INPUT FOR THIS TASK ->
Start
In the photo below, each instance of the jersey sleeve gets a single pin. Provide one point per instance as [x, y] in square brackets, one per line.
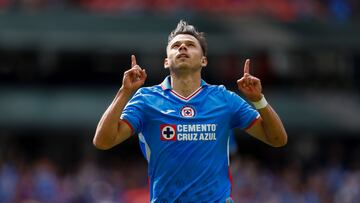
[243, 115]
[133, 112]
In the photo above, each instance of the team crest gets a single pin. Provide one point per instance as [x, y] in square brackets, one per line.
[187, 112]
[168, 132]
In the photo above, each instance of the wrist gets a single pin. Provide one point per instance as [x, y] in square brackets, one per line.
[260, 104]
[125, 92]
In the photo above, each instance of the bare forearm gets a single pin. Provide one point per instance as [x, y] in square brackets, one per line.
[274, 130]
[107, 130]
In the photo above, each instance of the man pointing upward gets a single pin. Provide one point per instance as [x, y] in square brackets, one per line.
[184, 123]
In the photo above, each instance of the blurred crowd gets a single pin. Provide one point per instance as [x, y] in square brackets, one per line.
[285, 10]
[41, 181]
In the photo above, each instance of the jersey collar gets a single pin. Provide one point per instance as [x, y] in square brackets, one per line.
[166, 84]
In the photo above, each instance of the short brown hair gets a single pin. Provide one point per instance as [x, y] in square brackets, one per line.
[183, 27]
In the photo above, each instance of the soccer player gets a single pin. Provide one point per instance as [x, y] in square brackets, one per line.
[184, 123]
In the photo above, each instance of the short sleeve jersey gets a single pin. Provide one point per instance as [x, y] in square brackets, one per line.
[186, 139]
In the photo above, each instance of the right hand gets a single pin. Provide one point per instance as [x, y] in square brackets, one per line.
[135, 77]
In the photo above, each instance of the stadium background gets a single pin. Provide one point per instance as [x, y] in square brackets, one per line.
[61, 63]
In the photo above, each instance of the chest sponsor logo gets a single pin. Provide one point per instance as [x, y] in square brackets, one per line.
[187, 111]
[186, 132]
[168, 132]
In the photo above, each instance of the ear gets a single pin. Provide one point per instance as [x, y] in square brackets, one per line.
[166, 63]
[203, 61]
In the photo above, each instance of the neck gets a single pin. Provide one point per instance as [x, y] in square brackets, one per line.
[185, 85]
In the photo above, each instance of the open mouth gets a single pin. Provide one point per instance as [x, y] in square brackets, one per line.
[182, 56]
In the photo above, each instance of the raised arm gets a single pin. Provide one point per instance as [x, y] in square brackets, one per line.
[268, 128]
[111, 130]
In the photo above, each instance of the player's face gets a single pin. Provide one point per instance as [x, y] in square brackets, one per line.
[184, 52]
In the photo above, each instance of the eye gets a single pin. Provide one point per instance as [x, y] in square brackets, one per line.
[174, 46]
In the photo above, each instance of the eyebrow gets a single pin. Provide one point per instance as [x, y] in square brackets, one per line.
[183, 41]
End
EXERCISE BRIEF ->
Rewrite all the lines above as a numbered list, skipping blank lines and leaving out the pictures.

RESULT ->
1. In the photo below, each instance of the jersey sleeve gets a single pin. Provide one point per instance as [x, y] in square brackets, one per line.
2. [243, 115]
3. [133, 112]
4. In the photo above, each instance of the team crest gets a single pin. Provide one point per instance as [x, y] in square brackets, one per line.
5. [187, 112]
6. [168, 132]
7. In the photo above, each instance of the wrist gets a single pin. Provide one point per instance as [x, y] in square brackets, one per line.
8. [260, 104]
9. [125, 92]
10. In the photo above, each instance of the bare forearm gets a single pin. Provide one point per instance as [x, y] in square brackets, one per line.
11. [274, 130]
12. [107, 130]
13. In the photo above, each instance of the man pointing upward gets a single pin. Provide one point per instance as [x, y] in square brackets, one per line.
14. [184, 123]
15. In the photo above, each instance of the blurred crowd gets a single pin. Provide one point per instance as [x, y] in square brackets, one per line.
16. [285, 10]
17. [41, 181]
18. In the photo above, each instance of the jersey collar gets a single pin. Provide one point per instance as [x, y] in square brackets, one per line.
19. [166, 84]
20. In the photo above, each instance of the short brown hair gets a single pin. Provide one point per instance as [x, y] in square brackets, one per line.
21. [183, 27]
22. In the photo above, each instance of the soccer player gets a single pin. Provide one point per instance as [x, y] in square brackets, one per line.
23. [184, 123]
24. In the photo above, each instance of the short sleeve jersey gets a single pin. Provide one point per instance as [x, y] in square brackets, one per line.
25. [186, 139]
26. In the photo above, each instance of the right hand gets a single pin. Provide one point per instance as [x, y] in square brackets, one per line.
27. [135, 77]
28. In the photo above, each instance of the stadium background gets a single pin. Provide one point per instance as [x, y] in square brackets, one per line.
29. [61, 63]
30. In the photo above, each instance of the chest sponsor logo gets a single pin. Provide one point per instance as [x, y] in square brackets, one per line.
31. [187, 111]
32. [186, 132]
33. [168, 132]
34. In the photo above, each instance of the ear gets a single pin. Provide one point per instance as [x, y] in square brackets, one per line.
35. [166, 63]
36. [203, 61]
37. In the photo above, each instance of the neck gets a single pin. Provide one point per instance as [x, y] in square brackets, one per line.
38. [185, 85]
39. In the photo above, each instance of the open mouth gets a single pin. Provide one point per instance as [x, y] in square brackets, one per line.
40. [182, 56]
41. In the photo above, each instance of the raised arm gets a single pin. Provide one point per instance as [x, y] in square brackets, one per line.
42. [268, 128]
43. [111, 130]
44. In the photo above, each instance of the player's face gets a single pin. Provide one point per instance as [x, y] in square brackets, one per line.
45. [184, 52]
46. In the photo above, each instance of the eye gets a single pin. Provide one point per instance as [x, y] in square brackets, one per line.
47. [174, 46]
48. In the photo above, each instance of the eyebrow gets a single pin. Provide one point per instance as [x, y] in square brackets, one per line.
49. [183, 41]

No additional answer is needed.